Set tasks>
a – Answer these questions about the forum thread on the libnss-ldap workaround below, one answer per line:
(i) Which workaround does the first poster say worked for them?
(ii) Which file does the script copy over /etc/nsswitch.conf when given "start"?
(iii) What does the script's Short-Description say it does?
b – Write the next part of the forum thread on the libnss-ldap workaround, picking up after its final post.

Text section>
Luckily, the workaround posted in #2 worked for me and I'm up and running... at least until the script is replaced in a future update.

Kludgy perhaps, but better than nothing.

husein (vonprichel) wrote :

the workarund in #2 isnt working for me. but im not sure if i did the right:

------------------------------------------------------------------------------------
#! /bin/sh -e

### BEGIN INIT INFO
# Provides: libnss-ldap
# Required-Start:
# Required-Stop: mountall.sh
# Default-Start:
# Default-Stop: 0 1 6
# Short-Description: Updates /etc/ldap.conf
# Description: Updates nss_initgroups_ignoreusers based on
# nss_initgroups_minimum_uid
### END INIT INFO

PATH="/sbin:/bin:/usr/sbin:/usr/bin"
. /lib/lsb/init-functions

#case "$1" in
# start)
# ;;
# restart|force-reload|stop)
# log_action_begin_msg "Running nssldap-update-ignoreusers"
# if nssldap-update-ignoreusers ; then
# log_action_end_msg 0
# else
# log_action_end_msg 1
# exit 1
# fi
# ;;
# *)
# echo "Usage: $0 {start|restart|force-reload|stop}"
# exit 1
# ;;

case "$1" in
        start)
                cp -f /etc/nsswitch.conf.ldap /etc/nsswitch.conf
                ;;
        stop)
                cp -f /etc/nsswitch.conf.local /etc/nsswitch.conf
                ;;

esac
exit 0
------------------------------------------------------------------------------------

Right? Please correct met!

Entries provided>
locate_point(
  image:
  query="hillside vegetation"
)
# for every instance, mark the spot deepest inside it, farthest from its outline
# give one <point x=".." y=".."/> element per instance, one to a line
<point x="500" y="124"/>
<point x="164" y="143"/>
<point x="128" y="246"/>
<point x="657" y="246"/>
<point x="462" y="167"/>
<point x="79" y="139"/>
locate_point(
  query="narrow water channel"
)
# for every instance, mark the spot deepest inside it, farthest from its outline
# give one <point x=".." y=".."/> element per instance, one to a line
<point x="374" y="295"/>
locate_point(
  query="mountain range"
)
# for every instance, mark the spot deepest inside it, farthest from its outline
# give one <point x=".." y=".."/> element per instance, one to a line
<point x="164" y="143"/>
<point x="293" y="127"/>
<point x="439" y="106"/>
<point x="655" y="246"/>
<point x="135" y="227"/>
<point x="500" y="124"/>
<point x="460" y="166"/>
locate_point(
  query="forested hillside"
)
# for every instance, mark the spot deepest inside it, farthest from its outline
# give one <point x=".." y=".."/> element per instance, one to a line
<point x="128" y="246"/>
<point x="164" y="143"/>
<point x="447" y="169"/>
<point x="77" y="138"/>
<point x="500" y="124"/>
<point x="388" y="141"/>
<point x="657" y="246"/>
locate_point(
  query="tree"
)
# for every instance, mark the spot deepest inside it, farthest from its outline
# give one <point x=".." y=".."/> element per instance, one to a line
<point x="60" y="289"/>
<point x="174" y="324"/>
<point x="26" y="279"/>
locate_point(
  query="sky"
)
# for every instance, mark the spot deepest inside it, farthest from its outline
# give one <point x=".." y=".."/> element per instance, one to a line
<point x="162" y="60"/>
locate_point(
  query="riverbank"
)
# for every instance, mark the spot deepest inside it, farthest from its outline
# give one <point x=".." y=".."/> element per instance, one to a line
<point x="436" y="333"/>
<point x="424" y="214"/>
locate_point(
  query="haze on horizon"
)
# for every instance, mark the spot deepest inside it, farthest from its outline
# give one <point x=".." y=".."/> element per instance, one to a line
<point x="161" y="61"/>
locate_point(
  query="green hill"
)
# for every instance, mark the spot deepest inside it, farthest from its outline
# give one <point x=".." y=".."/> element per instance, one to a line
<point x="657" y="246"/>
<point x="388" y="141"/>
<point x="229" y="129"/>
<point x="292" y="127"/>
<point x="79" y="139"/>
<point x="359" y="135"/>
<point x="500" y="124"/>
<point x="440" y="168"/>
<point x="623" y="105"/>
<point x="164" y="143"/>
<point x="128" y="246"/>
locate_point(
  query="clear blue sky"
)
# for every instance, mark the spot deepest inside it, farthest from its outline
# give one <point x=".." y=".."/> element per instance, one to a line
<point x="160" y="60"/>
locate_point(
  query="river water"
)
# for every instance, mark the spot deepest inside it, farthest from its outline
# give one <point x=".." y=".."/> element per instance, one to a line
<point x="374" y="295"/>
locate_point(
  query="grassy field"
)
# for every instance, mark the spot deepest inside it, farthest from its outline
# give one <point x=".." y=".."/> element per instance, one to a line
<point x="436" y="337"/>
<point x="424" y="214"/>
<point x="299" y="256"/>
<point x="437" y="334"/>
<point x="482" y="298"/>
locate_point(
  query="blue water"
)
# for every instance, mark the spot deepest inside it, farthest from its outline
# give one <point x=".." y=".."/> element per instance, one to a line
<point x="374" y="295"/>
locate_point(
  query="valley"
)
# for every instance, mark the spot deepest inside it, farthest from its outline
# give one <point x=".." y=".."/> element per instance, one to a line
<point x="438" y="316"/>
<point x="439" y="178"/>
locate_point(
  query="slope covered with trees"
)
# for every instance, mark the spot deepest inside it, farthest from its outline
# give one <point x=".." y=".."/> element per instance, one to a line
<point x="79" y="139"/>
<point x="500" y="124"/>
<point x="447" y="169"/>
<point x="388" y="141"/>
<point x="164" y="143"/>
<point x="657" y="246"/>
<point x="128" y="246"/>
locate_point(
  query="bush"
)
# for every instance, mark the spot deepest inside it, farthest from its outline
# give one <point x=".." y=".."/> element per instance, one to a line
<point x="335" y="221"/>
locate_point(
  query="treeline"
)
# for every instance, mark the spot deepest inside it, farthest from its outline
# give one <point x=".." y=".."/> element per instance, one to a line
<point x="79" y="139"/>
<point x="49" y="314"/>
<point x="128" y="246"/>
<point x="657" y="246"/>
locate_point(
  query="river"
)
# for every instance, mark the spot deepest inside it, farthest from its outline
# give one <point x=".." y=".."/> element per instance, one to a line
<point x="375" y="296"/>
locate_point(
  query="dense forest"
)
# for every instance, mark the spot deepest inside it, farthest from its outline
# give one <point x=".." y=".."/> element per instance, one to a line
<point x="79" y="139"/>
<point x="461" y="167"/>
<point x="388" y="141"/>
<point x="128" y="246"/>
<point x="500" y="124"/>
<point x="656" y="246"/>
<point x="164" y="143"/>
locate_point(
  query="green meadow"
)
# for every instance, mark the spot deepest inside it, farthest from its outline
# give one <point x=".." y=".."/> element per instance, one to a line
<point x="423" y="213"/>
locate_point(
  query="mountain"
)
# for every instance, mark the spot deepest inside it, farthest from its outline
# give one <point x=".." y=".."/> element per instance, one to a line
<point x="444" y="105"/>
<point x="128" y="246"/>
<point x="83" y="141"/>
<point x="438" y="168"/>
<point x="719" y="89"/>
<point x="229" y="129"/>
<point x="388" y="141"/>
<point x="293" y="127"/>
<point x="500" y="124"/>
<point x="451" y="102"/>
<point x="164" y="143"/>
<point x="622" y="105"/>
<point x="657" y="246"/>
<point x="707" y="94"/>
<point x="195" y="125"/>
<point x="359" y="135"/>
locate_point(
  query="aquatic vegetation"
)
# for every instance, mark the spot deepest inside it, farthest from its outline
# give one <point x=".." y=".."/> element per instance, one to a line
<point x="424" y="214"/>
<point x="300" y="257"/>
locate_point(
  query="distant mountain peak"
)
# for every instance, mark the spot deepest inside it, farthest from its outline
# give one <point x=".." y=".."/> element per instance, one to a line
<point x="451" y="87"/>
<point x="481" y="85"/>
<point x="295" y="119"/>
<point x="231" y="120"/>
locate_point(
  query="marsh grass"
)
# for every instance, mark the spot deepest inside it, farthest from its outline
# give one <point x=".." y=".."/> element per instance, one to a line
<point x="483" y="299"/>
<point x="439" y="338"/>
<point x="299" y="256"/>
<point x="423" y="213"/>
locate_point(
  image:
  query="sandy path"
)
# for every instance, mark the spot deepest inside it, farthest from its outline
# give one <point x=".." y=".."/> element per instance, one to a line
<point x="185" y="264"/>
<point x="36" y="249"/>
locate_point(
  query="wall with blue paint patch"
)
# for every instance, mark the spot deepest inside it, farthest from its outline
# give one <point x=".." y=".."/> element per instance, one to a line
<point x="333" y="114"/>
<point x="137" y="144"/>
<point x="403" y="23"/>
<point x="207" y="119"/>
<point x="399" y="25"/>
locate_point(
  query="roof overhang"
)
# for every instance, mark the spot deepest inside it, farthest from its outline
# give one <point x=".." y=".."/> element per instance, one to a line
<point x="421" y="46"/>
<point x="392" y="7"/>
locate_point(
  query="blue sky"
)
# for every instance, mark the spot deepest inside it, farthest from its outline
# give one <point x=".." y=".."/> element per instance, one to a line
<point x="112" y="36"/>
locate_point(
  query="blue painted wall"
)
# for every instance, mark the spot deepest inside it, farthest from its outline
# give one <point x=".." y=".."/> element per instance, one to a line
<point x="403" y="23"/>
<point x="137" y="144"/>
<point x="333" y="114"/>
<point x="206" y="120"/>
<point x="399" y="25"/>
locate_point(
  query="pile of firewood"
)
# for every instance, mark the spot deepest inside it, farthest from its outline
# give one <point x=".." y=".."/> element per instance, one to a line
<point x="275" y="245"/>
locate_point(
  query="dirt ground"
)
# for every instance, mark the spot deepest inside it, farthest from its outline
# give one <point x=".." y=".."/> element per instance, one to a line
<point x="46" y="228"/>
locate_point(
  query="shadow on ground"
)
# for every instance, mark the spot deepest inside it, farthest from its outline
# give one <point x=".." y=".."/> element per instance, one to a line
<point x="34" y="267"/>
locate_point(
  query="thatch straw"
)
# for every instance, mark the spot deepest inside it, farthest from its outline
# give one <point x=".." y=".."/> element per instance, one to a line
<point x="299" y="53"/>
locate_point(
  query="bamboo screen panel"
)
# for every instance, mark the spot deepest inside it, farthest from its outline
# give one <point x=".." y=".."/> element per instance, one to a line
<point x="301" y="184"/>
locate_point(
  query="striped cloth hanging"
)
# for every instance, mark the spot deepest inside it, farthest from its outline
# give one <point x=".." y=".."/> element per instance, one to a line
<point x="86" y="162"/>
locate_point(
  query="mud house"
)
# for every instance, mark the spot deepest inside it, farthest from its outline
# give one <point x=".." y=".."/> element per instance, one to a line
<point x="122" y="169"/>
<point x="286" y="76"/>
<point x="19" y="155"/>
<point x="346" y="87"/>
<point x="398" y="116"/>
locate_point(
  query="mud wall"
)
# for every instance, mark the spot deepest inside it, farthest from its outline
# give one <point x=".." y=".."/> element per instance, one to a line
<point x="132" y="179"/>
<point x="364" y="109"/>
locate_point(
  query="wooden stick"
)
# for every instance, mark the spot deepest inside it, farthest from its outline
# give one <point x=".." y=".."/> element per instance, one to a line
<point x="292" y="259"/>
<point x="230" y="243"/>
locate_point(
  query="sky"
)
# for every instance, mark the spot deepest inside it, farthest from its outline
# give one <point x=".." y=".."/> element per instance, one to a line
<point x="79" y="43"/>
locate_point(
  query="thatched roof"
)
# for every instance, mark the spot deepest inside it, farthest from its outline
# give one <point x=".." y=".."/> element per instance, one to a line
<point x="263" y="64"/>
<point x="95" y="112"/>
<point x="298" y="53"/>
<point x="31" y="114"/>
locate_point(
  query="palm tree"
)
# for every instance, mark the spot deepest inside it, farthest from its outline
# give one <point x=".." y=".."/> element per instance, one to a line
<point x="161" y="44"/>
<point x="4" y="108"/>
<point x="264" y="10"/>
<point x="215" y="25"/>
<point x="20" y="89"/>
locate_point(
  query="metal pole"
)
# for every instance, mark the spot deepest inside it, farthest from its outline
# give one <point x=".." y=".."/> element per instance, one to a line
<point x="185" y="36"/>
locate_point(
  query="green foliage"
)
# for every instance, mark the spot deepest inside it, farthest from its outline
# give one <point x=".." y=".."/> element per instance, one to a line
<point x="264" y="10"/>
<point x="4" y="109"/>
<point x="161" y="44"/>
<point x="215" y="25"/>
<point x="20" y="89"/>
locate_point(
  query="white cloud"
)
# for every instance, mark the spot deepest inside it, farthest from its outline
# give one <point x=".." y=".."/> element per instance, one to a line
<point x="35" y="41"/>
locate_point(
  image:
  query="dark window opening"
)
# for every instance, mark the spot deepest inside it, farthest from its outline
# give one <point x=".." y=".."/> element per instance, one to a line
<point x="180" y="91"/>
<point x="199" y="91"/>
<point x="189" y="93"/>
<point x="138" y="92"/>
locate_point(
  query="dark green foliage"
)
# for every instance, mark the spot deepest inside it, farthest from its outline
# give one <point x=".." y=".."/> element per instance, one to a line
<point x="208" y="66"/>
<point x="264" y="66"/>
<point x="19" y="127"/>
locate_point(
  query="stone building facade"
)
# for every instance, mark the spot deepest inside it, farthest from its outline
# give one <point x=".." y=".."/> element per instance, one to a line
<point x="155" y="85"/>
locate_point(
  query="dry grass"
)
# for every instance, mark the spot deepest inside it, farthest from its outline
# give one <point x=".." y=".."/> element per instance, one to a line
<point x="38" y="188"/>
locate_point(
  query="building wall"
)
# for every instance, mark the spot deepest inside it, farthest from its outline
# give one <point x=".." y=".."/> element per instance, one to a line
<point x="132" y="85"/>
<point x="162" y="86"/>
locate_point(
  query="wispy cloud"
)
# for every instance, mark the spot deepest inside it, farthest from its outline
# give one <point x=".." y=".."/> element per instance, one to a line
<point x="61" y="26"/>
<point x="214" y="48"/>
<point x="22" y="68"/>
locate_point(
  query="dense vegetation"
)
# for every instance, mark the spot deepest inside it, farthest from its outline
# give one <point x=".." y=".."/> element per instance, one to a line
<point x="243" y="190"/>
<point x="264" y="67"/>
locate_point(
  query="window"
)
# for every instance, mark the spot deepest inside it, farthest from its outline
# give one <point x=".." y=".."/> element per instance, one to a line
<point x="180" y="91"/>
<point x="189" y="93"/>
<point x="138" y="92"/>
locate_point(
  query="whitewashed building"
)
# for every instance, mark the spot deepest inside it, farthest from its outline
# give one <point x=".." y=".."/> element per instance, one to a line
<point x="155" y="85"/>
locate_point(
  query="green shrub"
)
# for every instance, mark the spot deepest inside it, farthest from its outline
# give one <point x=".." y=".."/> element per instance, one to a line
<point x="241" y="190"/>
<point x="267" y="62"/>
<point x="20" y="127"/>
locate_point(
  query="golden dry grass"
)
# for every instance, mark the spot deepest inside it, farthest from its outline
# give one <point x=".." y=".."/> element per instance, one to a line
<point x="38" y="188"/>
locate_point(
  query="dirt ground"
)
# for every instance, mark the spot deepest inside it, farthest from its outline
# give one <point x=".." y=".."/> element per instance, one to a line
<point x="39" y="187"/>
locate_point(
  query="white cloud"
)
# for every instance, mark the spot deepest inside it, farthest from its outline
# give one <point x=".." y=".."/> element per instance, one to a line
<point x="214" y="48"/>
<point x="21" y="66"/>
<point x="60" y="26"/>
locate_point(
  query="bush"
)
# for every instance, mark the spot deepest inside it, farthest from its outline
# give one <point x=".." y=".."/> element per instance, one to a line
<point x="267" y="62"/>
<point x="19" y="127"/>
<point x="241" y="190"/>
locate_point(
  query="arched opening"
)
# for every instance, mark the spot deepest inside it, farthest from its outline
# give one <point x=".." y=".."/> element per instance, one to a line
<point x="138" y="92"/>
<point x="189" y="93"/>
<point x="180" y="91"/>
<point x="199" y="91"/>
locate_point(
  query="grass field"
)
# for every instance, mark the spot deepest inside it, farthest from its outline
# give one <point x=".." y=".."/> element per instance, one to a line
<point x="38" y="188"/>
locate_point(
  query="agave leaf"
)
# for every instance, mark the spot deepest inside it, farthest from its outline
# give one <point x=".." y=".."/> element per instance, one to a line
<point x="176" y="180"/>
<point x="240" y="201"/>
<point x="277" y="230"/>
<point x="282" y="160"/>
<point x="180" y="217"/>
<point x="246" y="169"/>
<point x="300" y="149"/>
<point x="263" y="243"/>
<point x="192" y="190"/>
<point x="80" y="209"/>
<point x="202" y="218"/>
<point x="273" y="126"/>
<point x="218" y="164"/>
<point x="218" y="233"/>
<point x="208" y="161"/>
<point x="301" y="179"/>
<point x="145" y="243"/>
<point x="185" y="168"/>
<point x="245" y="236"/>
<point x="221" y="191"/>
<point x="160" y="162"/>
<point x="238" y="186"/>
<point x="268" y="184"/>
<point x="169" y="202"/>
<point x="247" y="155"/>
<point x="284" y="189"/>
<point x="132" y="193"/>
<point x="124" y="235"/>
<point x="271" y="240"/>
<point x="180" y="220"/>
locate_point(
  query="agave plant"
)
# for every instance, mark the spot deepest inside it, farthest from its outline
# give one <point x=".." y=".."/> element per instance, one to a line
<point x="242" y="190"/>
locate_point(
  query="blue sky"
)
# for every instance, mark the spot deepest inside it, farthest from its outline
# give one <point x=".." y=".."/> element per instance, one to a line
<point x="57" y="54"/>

Results>
a –
(i) The workaround posted in #2.
(ii) /etc/nsswitch.conf.ldap
(iii) Updates /etc/ldap.conf

b –
Graham Eames (graham-eames) wrote :

Having recently run into this and spent some time debugging it would appear that one potential cause is if you have edited /etc/ldap.conf and do not have a new line at the end of the file (so in our case copying a standard config in as part of a deployment script)

When the libnss-ldap init script is run on shutdown it updates ldap.conf with the nss_initgroups_ignoreusers directive, but appends it to the end of the last line in the file rather than putting it on a new line

As such the last line which did read

ldap_version 3

ended up reading

ldap_version 3nss_initgroups_ignoreusers.........

rather than

ldap_version 3
nss_initgroups_ignoreusers..........

By ensuring we have a new line character at the end of the config file, when the init script runs we end up with the correct content in the file and the boot completes as expected rather than hanging

aaron jonen (ajonen) wrote :

I also tried fix #2 . I had to create my own files for :

       /etc/nsswitch.conf.ldap
      /etc/nsswitch.conf.local

I assume the ldap file contains the ldap and the .local files does not.

The fix did not work for me.
Please post the above files and the full working script for /etc/init.d/libnss-ldap.

Till then i just won't reboot. :)

jcat (jcat-l) wrote :

At some point, this started working again after a dist-upgrade, so nss_initgroups_ignoreusers is working for me.

The only thing I've done on top of that for house keeping purposes, is to modify the init script to remove the ignoreusers line on system start (the configs are controlled vi puppet, and the file will keep changing otherwise).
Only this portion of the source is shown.